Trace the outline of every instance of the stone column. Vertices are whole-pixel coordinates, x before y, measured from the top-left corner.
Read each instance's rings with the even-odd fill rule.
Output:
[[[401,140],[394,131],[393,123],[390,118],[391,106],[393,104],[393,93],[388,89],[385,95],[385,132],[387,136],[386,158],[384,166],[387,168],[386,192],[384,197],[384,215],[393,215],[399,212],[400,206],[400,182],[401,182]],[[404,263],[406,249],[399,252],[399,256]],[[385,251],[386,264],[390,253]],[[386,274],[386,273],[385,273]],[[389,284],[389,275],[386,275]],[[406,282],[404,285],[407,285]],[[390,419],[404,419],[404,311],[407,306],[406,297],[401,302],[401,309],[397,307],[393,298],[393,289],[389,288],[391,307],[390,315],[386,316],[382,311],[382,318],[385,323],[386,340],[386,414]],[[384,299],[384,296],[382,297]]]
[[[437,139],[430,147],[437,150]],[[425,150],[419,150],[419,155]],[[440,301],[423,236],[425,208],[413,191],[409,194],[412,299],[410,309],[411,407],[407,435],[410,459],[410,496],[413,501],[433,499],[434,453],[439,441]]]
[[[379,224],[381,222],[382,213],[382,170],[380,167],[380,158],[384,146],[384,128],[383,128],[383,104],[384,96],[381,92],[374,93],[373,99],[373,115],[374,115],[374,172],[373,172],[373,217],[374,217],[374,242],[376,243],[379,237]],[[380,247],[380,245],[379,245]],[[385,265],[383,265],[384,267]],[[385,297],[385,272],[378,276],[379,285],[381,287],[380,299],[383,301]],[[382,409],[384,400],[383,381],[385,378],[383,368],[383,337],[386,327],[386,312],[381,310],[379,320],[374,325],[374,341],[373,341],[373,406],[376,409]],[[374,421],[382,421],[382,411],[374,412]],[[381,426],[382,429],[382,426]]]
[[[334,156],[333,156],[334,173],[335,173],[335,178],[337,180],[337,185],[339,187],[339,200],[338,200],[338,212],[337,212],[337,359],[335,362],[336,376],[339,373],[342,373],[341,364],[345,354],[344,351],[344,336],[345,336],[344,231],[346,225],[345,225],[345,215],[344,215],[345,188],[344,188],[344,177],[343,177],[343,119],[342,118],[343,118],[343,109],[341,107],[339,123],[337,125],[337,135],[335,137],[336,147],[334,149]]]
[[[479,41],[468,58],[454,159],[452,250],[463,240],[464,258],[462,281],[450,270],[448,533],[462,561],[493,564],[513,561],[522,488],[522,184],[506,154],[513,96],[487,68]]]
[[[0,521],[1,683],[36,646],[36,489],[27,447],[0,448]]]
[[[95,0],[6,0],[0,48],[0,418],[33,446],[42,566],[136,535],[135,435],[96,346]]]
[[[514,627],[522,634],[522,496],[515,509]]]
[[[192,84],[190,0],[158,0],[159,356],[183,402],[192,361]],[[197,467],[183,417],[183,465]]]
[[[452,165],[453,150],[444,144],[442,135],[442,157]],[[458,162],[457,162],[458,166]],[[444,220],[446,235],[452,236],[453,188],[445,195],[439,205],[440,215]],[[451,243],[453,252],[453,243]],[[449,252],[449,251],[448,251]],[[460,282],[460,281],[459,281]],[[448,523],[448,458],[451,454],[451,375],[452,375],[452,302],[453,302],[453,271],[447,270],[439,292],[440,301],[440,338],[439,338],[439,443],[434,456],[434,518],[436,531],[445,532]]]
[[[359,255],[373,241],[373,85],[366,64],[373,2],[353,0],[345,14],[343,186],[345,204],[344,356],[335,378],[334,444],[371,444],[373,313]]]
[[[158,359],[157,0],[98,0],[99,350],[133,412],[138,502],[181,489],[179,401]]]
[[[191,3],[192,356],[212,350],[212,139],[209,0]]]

_BRIEF_
The lines of the data, from the first through the one containing "Read each instance's", are to be transcribed exactly.

_OUTPUT OF THE EXERCISE_
Trace the outline of every instance of the stone column. Vertices are whole-pixel coordinates, x before y, measured from the top-left corner.
Read each instance's rings with the even-odd fill rule.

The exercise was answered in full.